What is required:
Copy the records starting at the line that contains "Where can the rock be" and ending at the last line of the records, keeping every line of text unchanged but multiplying each answer coordinate by 0.2 and rounding to whole numbers, with halves rounded up. Give only those lines.

Data provided:

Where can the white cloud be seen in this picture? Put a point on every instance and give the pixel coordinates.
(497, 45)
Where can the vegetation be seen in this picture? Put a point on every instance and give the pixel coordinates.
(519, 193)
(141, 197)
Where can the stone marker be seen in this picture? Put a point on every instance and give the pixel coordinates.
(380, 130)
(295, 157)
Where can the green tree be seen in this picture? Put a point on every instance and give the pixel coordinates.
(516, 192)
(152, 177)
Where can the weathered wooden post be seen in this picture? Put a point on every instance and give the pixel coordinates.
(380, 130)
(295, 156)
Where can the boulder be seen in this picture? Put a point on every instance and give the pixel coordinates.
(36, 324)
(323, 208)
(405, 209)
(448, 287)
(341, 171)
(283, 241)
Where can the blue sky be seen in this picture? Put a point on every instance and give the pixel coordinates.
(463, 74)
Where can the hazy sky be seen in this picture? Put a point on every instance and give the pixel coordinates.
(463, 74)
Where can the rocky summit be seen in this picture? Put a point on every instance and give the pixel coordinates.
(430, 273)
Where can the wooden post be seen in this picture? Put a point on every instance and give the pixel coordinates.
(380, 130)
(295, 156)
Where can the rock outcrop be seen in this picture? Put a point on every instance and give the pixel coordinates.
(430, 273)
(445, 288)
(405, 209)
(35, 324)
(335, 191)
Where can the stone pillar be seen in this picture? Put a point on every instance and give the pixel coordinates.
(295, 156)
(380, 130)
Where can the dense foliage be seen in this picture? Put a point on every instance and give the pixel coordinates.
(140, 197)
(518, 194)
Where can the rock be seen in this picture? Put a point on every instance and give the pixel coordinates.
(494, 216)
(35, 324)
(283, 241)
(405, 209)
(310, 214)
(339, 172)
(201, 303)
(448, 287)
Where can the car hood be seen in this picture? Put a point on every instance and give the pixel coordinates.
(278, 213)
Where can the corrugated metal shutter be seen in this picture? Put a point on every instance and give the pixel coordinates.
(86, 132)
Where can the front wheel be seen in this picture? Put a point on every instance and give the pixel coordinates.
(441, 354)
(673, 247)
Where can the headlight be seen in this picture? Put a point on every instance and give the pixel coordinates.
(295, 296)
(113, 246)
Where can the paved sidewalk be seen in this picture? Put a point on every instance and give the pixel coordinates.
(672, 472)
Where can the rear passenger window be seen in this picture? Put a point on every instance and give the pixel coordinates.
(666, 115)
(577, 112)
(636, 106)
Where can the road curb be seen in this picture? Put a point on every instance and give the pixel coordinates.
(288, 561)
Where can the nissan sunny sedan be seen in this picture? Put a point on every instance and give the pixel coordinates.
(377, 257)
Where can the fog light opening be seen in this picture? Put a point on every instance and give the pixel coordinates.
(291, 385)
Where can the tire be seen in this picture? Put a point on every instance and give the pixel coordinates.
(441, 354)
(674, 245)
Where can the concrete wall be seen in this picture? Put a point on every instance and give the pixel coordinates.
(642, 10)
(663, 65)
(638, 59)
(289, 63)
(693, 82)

Task output:
Where can the rock be seen in this picture? Put a point on every instance and give the pixel coordinates.
(99, 43)
(7, 65)
(57, 48)
(81, 42)
(62, 43)
(68, 34)
(40, 61)
(90, 57)
Where can the car hood be seen in this picture? Put a point on every instance and give the pixel coordinates.
(56, 43)
Where can the corrugated metal shutter be seen in this picture? Put a point on every instance and give the pixel coordinates.
(17, 26)
Where can the front wheel be seen in this picture? Put a point on every instance and give the pixel coordinates.
(88, 71)
(135, 49)
Where can the headlight be seen in this picture? Put a point on every instance and give the pixel coordinates.
(59, 59)
(23, 49)
Where can the paved sidewalk be seen in this picture? Put a point on every instance and give the pixel coordinates.
(134, 94)
Where can the rear passenger window be seen in this picture? Put a point on every instance and give the pixel coordinates.
(133, 23)
(115, 22)
(127, 21)
Where can the road curb be seen in this picture? Put a point on every instance and give the pixel coordinates.
(58, 112)
Where can the nissan sunny sedan be seen in this picture? Put a point on every instance and give the pixel coordinates.
(75, 51)
Where can the fog light opening be seen in this picture? Put a point on every instance and give the pixel coordinates.
(58, 77)
Where can the tire be seen in this picture? Put a point on every instance and give the pixel coordinates.
(88, 71)
(135, 49)
Where can the concrete wall be seen in this picture? Put a point on every instance and give the pixel coordinates.
(128, 2)
(133, 13)
(128, 12)
(58, 13)
(139, 16)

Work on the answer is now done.